GIVEN INSTRUCTION 1: From the passage on the flight to Varennes below, return word for word the part that opens with the words containing "So, the royals" and closes with "they were monarchs.".

*** PASSAGE SHOWN ***

Also, the fact that the flight to Varennes went so badly, it made everybody less likely to support them. Both I mentioned the rich people, the foreign royals, but also, there were some people on the revolutionary team. The revolutionary team, I want to emphasize, it’s just chaos. No one’s really in charge of it; there’s all these different factions. We’ve talked about that in other episodes. There’s the Jacobins and the Girondins and the Enragés. They’re all various levels of, like, extreme of how much change they want. But there was a substantial amount of people who wanted to have a constitutional monarchy, like what England had then and kind of has now, which is like, there’s a king, yes, but there’s also a parliament, and the parliament kind of makes the decisions and the king kind of rubber stamps them. So, it’s like, let’s have a king, but not an absolute king. And those people were like, “Maybe let’s not have a king.”
So, the royals had lost their support because of the flight to Varennes situation. Everybody, all these different factions, now kind of saw specifically Marie Antoinette and Berry and their son, the Dauphin, who would be the next king, as kind of obstacles in the way of their goals. So, for the revolutionaries, Marie Antoinette and Berry were obstacles because they were in the way of, like, a full-on revolution that got rid of the monarchy because they were monarchs.

***

GIVEN INSTRUCTION 2: Retype word for word the part of the records that opens with their first line and closes with the line containing "left=0, top=265, right=600, bottom=370", including both ends. Leave the pictures out of your answer.

*** RECORD EXCERPTS ***

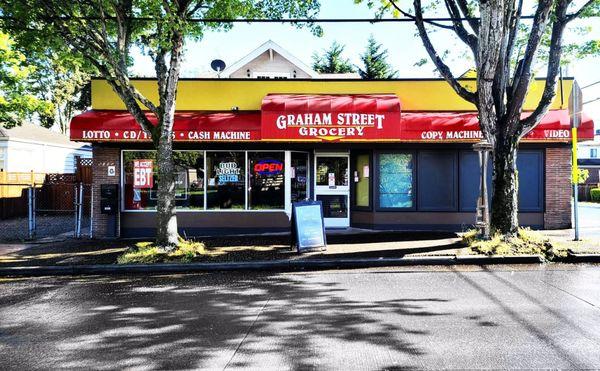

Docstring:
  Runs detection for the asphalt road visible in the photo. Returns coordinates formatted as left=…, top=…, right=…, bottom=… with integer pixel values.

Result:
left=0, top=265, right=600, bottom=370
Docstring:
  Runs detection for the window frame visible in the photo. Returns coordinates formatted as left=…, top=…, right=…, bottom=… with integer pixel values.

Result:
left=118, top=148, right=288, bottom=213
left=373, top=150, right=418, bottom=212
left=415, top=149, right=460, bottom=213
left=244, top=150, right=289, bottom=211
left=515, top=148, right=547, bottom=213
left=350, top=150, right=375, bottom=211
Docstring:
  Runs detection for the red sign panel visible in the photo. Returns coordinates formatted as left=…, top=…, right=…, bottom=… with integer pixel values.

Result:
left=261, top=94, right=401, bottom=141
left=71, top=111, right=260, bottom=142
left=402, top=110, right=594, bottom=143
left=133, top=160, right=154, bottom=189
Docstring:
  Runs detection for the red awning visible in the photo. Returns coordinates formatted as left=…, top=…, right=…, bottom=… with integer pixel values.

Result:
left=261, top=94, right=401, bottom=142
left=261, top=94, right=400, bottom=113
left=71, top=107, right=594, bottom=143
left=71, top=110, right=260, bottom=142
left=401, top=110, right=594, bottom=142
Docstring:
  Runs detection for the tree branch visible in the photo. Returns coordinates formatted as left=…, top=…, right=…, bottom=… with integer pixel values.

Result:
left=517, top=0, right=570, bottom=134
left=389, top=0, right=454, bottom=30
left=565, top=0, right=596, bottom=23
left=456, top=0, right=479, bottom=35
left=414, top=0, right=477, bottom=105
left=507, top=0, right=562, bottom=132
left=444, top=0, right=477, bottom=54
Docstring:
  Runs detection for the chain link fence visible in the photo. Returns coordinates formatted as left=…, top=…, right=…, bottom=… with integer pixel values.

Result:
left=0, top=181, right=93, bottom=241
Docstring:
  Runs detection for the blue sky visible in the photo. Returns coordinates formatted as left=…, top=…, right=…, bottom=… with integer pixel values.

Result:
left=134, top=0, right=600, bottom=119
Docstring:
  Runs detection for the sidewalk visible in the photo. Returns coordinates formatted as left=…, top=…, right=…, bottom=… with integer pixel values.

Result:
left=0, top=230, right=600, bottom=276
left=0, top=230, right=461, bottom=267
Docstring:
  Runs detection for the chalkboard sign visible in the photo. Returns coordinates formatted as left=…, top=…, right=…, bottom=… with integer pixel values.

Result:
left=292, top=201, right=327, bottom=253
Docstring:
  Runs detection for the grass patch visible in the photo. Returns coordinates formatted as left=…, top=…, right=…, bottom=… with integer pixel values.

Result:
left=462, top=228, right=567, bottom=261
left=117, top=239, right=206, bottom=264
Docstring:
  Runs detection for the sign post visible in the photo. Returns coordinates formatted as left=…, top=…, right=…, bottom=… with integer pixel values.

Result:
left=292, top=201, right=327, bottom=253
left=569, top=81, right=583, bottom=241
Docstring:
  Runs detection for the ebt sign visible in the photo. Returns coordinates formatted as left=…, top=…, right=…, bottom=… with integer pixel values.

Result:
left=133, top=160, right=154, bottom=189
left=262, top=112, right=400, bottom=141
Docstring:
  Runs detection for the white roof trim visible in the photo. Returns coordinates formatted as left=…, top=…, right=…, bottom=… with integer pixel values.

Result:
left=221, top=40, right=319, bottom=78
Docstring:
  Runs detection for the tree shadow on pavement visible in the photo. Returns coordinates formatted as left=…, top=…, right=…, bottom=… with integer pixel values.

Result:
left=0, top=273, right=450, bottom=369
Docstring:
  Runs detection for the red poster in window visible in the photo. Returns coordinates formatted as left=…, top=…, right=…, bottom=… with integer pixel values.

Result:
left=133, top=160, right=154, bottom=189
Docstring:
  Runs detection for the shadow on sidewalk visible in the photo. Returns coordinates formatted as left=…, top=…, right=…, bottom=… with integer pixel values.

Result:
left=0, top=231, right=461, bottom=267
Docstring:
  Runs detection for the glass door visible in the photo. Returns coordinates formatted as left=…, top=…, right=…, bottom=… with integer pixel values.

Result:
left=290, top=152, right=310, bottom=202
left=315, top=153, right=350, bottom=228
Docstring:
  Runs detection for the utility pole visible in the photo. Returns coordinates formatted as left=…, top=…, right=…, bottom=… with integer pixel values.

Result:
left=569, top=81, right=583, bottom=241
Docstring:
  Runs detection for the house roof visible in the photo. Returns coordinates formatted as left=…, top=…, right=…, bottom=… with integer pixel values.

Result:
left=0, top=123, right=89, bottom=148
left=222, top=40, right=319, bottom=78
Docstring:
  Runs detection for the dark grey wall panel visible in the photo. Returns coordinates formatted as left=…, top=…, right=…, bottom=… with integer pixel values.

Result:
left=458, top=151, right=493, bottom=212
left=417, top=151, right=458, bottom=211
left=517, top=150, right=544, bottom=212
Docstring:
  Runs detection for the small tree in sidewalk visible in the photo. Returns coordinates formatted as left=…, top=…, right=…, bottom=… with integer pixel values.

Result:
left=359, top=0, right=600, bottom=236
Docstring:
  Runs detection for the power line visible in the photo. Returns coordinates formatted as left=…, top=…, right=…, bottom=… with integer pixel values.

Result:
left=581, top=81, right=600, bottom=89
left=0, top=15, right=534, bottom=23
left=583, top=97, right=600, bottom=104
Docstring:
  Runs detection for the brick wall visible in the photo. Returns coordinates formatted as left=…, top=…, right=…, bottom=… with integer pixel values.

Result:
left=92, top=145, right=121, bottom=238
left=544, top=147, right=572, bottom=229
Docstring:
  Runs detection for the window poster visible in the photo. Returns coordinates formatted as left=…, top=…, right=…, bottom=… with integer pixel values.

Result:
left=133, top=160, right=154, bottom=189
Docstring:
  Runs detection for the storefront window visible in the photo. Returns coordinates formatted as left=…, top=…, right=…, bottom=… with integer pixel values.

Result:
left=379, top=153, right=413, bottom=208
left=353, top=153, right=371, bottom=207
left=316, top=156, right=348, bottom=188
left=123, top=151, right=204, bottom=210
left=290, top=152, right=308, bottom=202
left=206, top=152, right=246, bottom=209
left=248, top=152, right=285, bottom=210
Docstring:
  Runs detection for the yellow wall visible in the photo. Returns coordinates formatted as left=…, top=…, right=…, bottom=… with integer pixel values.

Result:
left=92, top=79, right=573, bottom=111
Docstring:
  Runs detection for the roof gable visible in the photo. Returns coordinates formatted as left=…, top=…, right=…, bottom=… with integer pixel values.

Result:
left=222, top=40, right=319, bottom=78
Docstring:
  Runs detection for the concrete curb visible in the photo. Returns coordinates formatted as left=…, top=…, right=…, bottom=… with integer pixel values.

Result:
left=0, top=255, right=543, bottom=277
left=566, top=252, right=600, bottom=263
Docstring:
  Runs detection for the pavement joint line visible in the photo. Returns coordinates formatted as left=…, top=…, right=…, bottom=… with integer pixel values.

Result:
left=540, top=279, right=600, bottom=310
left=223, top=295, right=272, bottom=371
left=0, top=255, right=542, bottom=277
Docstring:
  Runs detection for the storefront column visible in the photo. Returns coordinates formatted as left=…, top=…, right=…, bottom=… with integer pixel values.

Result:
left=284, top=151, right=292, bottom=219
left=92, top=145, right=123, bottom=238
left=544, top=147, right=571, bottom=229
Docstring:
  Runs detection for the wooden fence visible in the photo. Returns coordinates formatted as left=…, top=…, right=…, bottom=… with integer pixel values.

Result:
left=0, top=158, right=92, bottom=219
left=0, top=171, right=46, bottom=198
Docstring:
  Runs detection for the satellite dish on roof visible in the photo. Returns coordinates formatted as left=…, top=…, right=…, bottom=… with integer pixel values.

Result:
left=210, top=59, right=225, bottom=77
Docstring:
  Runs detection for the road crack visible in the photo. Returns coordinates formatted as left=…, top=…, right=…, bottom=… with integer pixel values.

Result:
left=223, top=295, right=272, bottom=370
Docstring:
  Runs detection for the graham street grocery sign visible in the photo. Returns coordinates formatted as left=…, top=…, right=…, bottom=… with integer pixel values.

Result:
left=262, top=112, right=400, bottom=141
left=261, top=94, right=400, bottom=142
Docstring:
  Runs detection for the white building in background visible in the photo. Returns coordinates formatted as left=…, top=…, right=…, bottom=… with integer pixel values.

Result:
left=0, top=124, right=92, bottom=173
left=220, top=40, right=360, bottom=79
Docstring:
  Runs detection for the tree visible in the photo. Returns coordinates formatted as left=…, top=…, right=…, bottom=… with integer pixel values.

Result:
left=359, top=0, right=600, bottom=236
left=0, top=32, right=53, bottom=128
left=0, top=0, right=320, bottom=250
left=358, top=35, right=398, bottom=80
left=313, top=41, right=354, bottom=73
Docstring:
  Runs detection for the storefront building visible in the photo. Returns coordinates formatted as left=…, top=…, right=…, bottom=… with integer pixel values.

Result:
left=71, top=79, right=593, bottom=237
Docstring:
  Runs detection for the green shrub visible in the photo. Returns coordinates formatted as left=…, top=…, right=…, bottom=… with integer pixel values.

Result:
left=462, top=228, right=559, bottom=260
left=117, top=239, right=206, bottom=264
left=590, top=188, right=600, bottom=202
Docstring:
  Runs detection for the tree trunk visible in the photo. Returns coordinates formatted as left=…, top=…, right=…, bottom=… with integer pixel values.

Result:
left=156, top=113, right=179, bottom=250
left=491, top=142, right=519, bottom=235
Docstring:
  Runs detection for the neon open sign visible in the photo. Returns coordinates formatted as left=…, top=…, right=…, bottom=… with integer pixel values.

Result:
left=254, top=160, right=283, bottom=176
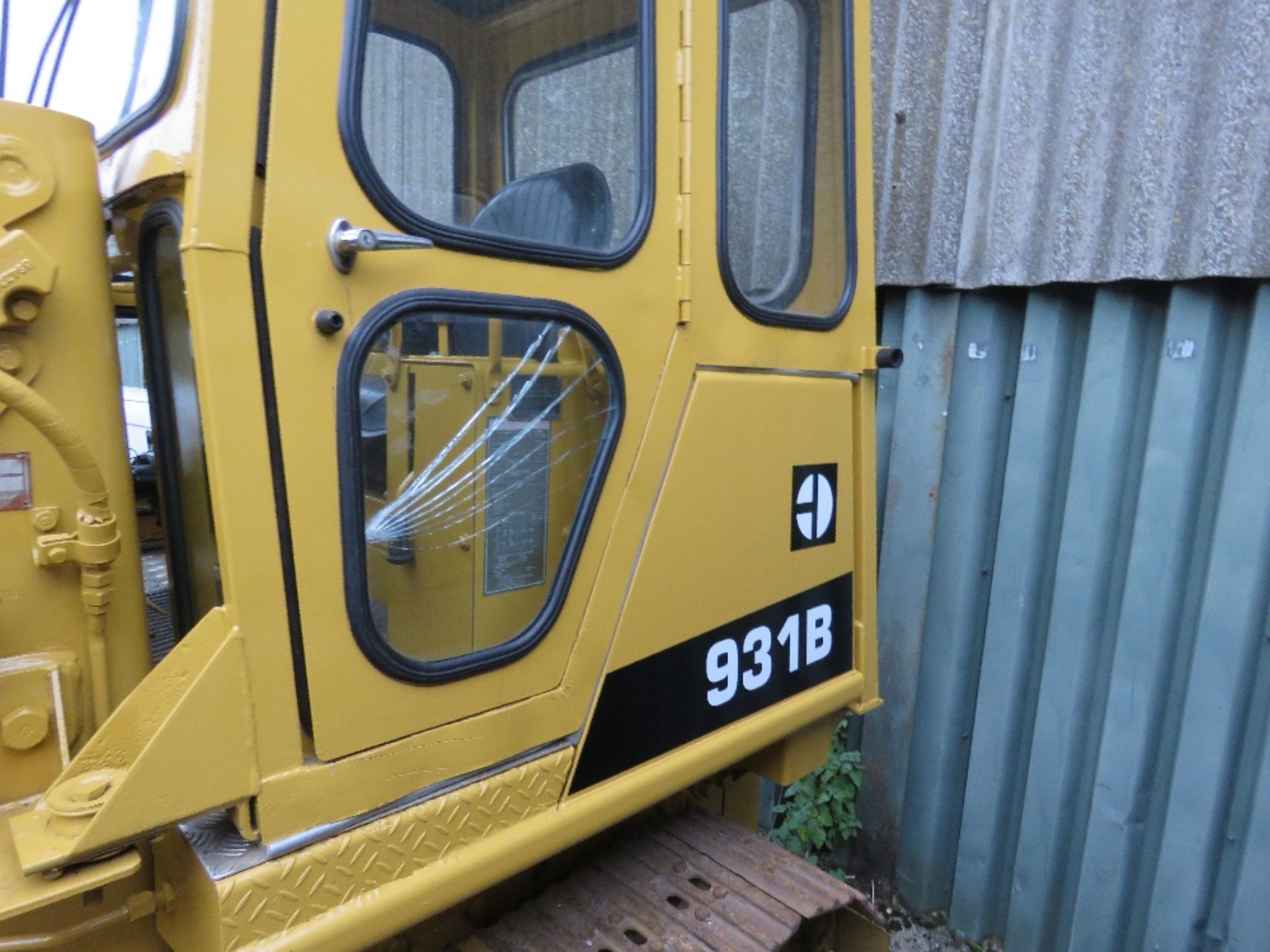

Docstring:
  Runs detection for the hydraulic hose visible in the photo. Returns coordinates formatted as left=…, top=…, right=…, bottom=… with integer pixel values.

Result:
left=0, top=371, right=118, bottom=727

***

EXPECTED ANSWER 1:
So, the royals had lost their support because of the flight to Varennes situation. Everybody, all these different factions, now kind of saw specifically Marie Antoinette and Berry and their son, the Dauphin, who would be the next king, as kind of obstacles in the way of their goals. So, for the revolutionaries, Marie Antoinette and Berry were obstacles because they were in the way of, like, a full-on revolution that got rid of the monarchy because they were monarchs.

EXPECTED ANSWER 2:
Docstring:
  Runs detection for the asphalt road visible in the photo. Returns coordinates formatted as left=…, top=…, right=…, bottom=… with integer pixel values.

Result:
left=0, top=265, right=600, bottom=370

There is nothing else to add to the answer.